- _Task description_: Which lines in the data below contain the word "stem"? Return each of them.

### Material for this exercise

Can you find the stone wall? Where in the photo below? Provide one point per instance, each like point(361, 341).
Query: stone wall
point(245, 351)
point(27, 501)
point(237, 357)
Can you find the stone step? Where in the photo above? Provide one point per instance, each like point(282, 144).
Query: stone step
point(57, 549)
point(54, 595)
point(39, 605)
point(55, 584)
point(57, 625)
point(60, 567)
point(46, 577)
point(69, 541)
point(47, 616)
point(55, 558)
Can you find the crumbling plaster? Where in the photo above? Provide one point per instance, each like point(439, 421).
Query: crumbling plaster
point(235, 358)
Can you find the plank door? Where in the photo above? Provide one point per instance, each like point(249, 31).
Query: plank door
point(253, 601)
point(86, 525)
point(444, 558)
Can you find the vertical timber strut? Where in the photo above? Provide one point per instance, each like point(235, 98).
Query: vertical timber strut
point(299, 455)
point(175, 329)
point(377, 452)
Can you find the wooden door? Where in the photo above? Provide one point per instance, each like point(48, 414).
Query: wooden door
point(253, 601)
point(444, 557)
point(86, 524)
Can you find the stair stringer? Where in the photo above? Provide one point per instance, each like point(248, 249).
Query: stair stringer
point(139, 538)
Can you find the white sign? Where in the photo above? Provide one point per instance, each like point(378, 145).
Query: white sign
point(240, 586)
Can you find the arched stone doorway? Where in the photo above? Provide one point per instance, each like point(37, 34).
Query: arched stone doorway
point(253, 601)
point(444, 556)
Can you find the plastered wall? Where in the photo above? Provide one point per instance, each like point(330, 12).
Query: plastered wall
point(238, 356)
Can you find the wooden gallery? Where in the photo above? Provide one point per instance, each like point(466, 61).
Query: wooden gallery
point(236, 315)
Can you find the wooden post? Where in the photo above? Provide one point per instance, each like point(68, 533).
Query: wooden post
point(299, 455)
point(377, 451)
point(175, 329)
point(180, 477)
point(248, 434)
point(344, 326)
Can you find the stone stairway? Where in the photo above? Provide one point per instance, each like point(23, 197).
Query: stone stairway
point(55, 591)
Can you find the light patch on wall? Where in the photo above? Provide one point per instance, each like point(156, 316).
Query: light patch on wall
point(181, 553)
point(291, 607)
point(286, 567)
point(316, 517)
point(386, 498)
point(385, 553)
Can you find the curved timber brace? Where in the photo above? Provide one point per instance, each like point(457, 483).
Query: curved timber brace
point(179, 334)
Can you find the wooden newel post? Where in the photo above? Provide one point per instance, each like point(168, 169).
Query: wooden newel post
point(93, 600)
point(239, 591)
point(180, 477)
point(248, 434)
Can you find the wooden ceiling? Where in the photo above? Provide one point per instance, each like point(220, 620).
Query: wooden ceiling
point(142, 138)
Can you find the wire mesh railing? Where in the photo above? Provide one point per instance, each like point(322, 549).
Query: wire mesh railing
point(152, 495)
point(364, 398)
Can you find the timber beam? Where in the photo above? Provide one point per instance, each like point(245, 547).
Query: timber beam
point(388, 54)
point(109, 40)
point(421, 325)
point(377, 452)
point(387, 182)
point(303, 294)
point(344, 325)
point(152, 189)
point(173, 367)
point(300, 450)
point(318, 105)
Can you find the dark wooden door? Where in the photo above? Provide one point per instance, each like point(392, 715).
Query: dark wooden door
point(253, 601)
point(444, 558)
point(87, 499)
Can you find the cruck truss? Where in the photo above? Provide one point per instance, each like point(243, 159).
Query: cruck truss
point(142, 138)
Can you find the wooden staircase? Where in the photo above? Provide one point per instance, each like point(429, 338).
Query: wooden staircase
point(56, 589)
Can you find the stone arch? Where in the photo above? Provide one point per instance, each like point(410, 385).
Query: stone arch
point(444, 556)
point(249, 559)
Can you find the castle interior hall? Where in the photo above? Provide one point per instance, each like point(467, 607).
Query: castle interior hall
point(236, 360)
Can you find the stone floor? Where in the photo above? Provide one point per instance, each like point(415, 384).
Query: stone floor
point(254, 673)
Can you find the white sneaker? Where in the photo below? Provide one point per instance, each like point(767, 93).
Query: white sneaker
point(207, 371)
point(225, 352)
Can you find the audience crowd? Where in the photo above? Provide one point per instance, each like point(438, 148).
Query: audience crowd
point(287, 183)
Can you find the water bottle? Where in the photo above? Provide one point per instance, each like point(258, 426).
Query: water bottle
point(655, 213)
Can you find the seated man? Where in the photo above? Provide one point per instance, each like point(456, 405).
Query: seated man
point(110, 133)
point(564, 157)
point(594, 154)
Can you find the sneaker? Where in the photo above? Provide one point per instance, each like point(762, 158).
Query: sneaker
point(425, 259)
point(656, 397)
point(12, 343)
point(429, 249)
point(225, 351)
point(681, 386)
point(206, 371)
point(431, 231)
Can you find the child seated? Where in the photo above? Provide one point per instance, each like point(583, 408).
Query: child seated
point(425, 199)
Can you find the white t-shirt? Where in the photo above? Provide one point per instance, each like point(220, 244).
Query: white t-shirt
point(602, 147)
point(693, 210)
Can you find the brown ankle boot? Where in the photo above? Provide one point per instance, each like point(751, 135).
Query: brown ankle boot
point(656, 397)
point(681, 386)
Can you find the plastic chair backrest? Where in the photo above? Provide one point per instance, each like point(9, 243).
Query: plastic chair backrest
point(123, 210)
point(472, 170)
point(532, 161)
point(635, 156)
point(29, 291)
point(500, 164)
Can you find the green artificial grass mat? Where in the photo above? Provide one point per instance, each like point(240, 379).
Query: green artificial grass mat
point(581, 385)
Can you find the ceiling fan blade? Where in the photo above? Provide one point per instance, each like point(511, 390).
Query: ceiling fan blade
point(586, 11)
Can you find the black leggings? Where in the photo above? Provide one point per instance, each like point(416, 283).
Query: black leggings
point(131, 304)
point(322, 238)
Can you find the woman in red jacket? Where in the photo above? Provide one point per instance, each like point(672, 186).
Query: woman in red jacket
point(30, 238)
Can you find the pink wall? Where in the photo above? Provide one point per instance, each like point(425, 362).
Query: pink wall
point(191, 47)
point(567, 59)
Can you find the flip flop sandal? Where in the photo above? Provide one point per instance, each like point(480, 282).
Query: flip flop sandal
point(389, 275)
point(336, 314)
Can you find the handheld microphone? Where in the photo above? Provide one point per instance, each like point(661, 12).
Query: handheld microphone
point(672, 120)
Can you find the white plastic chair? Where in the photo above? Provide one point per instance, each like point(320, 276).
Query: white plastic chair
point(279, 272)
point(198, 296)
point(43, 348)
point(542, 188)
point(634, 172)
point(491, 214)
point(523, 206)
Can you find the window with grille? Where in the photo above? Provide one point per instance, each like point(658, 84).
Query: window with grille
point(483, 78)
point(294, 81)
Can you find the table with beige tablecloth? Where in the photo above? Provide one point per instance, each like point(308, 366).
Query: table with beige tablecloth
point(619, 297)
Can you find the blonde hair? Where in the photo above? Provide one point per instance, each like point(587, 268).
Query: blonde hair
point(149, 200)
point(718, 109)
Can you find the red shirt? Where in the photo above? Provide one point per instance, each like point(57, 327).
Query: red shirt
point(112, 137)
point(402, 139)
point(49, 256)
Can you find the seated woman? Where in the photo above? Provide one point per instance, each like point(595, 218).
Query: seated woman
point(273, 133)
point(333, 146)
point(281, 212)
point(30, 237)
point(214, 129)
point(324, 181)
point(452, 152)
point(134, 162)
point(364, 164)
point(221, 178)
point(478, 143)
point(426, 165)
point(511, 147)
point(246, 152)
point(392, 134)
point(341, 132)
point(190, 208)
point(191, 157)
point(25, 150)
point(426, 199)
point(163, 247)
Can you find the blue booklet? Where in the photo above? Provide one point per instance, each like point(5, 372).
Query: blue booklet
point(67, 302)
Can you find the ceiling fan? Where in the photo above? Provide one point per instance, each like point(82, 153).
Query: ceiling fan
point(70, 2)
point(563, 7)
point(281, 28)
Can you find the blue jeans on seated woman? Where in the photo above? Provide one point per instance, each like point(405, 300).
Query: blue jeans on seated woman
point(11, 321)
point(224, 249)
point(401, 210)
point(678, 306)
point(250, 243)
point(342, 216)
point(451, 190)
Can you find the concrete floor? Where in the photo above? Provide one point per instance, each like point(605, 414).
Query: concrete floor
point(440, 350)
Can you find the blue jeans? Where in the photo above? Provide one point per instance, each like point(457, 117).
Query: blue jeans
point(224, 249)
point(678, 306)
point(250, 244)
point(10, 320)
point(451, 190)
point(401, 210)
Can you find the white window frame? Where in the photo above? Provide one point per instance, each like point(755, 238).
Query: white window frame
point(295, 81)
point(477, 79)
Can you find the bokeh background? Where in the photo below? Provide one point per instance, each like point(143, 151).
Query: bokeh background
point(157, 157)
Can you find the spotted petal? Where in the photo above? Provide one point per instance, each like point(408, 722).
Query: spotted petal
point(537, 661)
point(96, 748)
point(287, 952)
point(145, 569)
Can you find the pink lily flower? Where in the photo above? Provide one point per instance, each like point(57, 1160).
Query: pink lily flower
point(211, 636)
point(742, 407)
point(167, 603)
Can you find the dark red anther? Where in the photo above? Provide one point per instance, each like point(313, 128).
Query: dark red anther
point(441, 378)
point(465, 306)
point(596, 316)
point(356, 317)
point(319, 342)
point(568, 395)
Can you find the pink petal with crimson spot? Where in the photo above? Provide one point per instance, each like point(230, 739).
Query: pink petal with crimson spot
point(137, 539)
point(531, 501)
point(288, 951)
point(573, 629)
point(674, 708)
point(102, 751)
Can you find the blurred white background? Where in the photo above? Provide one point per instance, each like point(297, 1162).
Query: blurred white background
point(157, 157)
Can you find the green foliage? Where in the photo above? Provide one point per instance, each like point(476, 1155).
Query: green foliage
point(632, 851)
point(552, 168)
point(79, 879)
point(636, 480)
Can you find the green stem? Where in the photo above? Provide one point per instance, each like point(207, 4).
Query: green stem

######

- _Answer to this task_:
Can you find the green stem? Where in the photo above? Provide one point per instance, each like point(207, 4).
Query: green stem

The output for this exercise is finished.